5. We heard counsel. The seller had initially given conflicting statement about the sale consideration he received. When confronted by the Revenue on 11-12-1998, the seller admitted that he had deposited Rs. 4.10 lakhs received through draft in the bank and the rest amount was held by him in cash. The Revenue authorities could well have seized the cash invoking section 132 of the Act, but for obvious reasons this was not done. Had the cash been seized from the seller, the matter would have been concluded in favour of the In a subsequent submission, the seller claimed on 20-11-2000 that he had paid Rs. 15 lakhs out of the sale proceeds to settle old family debts, Rs. 4.80 lakhs for construction of house in Pullkasi Village and the balance was advanced to parties for keeping Rs. 2 lakhs and Rs. 3 lakhs in the house for family expenses and educational expenses of his daughter, respectively. It was also noted that the revised return was filed by the seller wherein he had shown approximately Rs. 2.5 lakhs being available with him in cash. Even after giving the retraction and admitting that he had sold the property for a sale consideration of Rs. 4.10 lakhs, the seller filed his income-tax return on 28-1-2000, wherein he did not admit the cash on money consideration for the sale transaction. Subsequently he revised the income-tax return wherein he admitted the sale consideration and showing Rs. 4.80 lakhs out of the above as utilised for construction of residential house property and consequently claiming exemption under section 54, the seller filed the computation of income paying Rs. 1,83,576 as tax, which was quite evident from the conflicting statements given by the seller and the conflicting income-tax returns filed by him that his action of admitting sale consideration and paying tax was nothing but an obvious effort to save from further harassment from the Revenue and escape from the exigibility of tax on undisclosed income of the cash consideration under section 158BD of the Act, which in magnitude would far exceed the tax paid by him. The burden of proving actual consideration in such transaction was that of the Revenue. The Tribunal had given factual finding and held as follows :
“We find that it is the uniform view of the courts and also held by the Apex Court as reported in K.P. Varghese v. ITO [1981] 131 ITR 597 the burden of proving actual consideration in such transaction is that of the Reve-nue. Considering the entire gamut of the case, we find that the Revenue has failed to discharge its duties and as held by the learned Commissioner of Income-tax (Appeals) instead made up a case on surmises and conjectures which cannot be allowed. Under the circumstances, we do not find any infirmity in the order of the learned Commissioner of Income-tax (Appeals) and we uphold the appellate order in this regard.”
-------------------------
## YOUR TASKS
1. Which sections of the Act does the court passage on the property sale cite? List each one.
2. Write the next part of the court passage on the property sale, continuing after its final sentence.
-------------------------
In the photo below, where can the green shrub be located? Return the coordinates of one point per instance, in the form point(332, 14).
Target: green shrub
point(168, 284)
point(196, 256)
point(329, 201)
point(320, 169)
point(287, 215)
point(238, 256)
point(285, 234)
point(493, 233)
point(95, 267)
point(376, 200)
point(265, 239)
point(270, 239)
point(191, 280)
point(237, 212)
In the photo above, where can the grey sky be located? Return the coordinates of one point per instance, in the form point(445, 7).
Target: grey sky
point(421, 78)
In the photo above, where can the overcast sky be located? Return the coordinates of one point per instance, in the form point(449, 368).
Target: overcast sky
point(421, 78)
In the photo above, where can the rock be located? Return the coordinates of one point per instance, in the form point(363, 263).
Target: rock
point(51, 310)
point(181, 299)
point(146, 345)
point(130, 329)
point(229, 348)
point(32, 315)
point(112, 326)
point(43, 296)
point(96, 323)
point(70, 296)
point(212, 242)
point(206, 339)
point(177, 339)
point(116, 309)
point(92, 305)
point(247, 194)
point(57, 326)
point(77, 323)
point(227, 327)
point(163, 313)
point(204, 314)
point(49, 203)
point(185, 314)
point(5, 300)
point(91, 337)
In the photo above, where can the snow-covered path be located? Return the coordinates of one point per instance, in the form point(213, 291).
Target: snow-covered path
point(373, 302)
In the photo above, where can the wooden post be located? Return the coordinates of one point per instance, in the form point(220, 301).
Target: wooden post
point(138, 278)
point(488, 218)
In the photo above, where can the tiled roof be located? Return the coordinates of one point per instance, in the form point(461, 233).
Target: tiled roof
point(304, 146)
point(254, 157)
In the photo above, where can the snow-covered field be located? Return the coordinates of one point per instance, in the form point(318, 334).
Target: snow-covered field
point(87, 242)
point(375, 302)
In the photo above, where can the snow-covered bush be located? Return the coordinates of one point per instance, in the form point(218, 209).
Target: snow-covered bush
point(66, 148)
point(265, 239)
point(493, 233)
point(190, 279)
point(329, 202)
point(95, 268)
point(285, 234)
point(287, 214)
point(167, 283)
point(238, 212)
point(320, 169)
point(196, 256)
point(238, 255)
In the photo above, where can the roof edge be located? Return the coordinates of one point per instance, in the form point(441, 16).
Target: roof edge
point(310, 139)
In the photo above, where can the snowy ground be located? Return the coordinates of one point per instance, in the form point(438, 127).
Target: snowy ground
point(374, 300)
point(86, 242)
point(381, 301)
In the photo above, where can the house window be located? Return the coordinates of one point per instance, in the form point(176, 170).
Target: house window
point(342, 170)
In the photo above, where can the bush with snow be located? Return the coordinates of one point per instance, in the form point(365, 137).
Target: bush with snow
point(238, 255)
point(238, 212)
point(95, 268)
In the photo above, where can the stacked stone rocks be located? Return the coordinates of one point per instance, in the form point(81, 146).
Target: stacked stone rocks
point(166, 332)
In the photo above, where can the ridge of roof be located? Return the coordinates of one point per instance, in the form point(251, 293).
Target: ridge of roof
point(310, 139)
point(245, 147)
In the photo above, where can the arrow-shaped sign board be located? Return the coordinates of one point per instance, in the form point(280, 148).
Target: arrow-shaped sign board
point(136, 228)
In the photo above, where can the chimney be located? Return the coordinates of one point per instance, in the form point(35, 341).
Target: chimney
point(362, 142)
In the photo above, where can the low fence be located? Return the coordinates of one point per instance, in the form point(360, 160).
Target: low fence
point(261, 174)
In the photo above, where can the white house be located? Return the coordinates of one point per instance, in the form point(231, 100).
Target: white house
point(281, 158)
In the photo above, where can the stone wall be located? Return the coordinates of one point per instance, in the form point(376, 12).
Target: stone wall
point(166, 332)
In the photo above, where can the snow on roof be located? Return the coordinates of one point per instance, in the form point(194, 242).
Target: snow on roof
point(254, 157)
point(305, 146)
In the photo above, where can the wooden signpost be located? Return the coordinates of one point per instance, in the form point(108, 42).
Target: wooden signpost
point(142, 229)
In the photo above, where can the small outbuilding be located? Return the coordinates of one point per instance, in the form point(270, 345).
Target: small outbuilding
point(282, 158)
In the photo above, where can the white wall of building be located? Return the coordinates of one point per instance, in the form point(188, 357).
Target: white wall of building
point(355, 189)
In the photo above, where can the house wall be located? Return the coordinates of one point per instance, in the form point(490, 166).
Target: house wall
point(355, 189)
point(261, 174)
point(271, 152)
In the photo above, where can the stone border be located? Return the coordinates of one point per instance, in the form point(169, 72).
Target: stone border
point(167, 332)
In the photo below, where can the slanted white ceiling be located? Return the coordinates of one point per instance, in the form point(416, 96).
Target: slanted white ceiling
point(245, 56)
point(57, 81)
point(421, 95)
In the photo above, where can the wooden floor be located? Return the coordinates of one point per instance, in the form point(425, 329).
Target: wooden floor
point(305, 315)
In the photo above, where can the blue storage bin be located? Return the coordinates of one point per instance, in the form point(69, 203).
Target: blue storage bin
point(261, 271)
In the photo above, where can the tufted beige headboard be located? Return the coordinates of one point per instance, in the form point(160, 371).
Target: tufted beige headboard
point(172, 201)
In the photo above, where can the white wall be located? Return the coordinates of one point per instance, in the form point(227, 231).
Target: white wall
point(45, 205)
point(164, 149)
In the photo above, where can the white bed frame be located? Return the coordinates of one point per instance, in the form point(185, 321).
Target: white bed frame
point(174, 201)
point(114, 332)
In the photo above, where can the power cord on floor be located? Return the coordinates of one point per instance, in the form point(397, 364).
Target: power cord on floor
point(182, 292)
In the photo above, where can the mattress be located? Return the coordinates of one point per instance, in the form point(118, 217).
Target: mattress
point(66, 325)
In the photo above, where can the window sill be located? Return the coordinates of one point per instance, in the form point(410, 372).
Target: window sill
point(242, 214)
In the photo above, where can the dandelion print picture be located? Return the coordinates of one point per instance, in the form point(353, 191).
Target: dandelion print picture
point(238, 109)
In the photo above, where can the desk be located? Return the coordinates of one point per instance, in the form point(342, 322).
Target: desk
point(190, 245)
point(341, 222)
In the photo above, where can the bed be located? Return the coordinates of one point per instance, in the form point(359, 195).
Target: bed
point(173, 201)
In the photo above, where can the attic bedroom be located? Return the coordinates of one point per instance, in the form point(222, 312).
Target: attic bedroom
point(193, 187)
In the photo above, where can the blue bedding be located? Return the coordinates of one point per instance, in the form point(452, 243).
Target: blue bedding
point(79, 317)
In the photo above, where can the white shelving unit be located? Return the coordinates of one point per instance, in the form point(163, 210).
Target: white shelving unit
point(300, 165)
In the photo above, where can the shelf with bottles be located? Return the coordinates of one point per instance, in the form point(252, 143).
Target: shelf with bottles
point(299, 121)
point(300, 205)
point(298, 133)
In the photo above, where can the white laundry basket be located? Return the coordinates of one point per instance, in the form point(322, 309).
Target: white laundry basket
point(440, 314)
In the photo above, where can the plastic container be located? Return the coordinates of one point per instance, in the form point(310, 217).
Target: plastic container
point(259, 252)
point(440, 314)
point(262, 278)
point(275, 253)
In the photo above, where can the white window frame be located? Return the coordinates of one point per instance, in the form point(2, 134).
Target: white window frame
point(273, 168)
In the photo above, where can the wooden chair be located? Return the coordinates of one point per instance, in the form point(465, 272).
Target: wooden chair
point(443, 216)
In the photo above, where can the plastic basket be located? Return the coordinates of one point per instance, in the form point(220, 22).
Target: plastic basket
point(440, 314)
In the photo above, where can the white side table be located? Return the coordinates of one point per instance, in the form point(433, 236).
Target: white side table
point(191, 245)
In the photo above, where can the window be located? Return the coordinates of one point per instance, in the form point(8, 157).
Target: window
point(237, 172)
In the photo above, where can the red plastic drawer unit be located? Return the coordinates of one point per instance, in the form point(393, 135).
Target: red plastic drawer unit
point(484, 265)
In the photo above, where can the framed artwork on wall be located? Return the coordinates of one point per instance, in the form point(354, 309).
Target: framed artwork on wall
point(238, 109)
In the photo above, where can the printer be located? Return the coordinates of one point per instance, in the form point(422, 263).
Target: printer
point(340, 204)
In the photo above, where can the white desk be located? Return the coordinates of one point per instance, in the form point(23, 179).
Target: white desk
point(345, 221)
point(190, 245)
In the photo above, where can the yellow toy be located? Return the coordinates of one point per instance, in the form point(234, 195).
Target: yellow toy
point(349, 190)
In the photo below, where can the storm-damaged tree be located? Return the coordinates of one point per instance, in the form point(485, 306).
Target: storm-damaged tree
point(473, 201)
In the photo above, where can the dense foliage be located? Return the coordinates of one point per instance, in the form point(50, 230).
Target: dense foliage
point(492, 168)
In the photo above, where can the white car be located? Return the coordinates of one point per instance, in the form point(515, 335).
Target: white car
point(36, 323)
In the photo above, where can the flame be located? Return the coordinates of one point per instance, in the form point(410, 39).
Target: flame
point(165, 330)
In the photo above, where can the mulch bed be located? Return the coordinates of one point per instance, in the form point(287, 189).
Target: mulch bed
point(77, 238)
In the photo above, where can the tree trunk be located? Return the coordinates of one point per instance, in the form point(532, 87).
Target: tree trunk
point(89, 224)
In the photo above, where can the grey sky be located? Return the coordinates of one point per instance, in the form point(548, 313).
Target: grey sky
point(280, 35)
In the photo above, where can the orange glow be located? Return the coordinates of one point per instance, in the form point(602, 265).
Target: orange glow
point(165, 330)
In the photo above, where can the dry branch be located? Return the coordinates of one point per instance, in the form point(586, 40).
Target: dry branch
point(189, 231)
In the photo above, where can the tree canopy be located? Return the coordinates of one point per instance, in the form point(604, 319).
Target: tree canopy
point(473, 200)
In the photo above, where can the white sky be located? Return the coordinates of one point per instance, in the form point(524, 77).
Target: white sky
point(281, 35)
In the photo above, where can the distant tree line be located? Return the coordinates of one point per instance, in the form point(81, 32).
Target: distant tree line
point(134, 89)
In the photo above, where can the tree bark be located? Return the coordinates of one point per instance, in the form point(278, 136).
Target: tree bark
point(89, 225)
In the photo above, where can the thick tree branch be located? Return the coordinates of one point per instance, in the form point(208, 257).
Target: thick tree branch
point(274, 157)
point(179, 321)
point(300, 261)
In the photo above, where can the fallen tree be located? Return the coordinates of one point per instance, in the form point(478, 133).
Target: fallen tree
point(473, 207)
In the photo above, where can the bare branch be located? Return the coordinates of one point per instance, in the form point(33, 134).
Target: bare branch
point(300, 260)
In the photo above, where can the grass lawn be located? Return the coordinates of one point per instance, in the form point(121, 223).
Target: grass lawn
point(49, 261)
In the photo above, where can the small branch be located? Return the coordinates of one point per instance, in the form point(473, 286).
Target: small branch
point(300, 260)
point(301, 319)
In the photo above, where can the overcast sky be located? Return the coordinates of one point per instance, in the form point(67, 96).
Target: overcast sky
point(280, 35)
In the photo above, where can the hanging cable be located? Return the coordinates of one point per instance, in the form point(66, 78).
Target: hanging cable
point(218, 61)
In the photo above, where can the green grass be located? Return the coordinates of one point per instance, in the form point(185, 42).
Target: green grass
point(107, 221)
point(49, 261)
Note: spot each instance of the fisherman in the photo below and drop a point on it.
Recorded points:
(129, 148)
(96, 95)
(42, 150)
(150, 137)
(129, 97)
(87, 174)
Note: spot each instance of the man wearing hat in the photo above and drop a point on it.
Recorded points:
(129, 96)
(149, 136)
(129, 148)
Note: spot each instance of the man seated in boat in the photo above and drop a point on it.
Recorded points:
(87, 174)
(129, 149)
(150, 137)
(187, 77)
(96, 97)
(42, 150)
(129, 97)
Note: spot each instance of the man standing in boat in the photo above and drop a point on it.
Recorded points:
-------------------------
## RESPONSES TO THE TASKS
1. Section 132, section 54, and section 158BD.

2.
6. We also found that the Assessing Officer did not conduct any independent enquiry relating to the value of the property purchased. He merely relied on the statement given by the seller. If he would have taken independent enquiry by referring the matter with the Valuation Officer, the controversy could have been avoided. Failing to refer the matter was a fatal one.
7. In view of the foregoing conclusions, we find no error in the order of the Income-tax Appellate Tribunal and requires no interference. Hence no substantial questions of law arises for consideration of this Court. Accordingly, the above tax case is dismissed.”
102. It is material to mention here that the Revenue went in further appeal before the Hon’ble Supreme Court. The Hon’ble Apex Court in its judgment reported in 294 ITR 49 did not find any infirmity in the order of the Hon’ble High Court.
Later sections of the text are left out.